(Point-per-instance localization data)
══════════════════════════════

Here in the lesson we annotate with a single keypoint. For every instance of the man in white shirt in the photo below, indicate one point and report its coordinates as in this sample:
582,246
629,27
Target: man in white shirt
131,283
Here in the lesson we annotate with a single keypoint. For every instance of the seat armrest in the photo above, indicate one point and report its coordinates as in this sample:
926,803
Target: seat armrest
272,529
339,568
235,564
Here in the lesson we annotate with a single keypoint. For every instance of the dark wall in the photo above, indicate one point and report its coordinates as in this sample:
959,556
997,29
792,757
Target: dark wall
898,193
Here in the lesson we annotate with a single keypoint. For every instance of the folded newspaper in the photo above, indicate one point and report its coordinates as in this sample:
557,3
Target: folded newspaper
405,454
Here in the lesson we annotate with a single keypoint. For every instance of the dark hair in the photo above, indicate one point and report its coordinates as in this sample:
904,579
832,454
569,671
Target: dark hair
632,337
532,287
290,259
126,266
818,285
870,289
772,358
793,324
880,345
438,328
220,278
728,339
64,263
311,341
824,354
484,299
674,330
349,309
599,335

══════════════════════════════

WORK TASK: Write the entries out once more, exactly as they were given.

ANSWER FOR THIS EXERCISE:
Here in the lesson we annotate with a single keypoint. For every instance of the man in white shirt in the photo below, indicate one point and report its coordinates as in this sample:
582,246
629,27
Target: man in white shirt
131,283
Here in the lesson we annotate with a single keypoint. For every instance of the seat armrest in the photo above, indicate one point and report its coordinates as in this sample:
926,803
Target: seat armrest
272,529
339,568
235,564
Here in the lesson we annotate with a single keypoint. For every instance of the dark wall in the photo above, indicate one point and report its coordinates as in this sample:
959,556
997,29
792,757
Target: dark wall
898,193
Here in the lesson we annotate with a single keypoint. For every instance of the folded newspaper in the photo above, indicate one point and report its coordinates as in this sample:
557,3
Target: folded newspaper
405,454
Here in the lesson we annotate with a single keypoint. For every instance of the dark hair in the photo above, indicate one point and report its coordinates as in this sample:
904,579
832,454
569,671
Target: dark hair
632,337
532,287
290,259
126,266
818,285
870,289
772,358
793,324
880,345
438,328
220,278
728,339
64,263
311,341
824,354
484,299
674,330
349,309
599,335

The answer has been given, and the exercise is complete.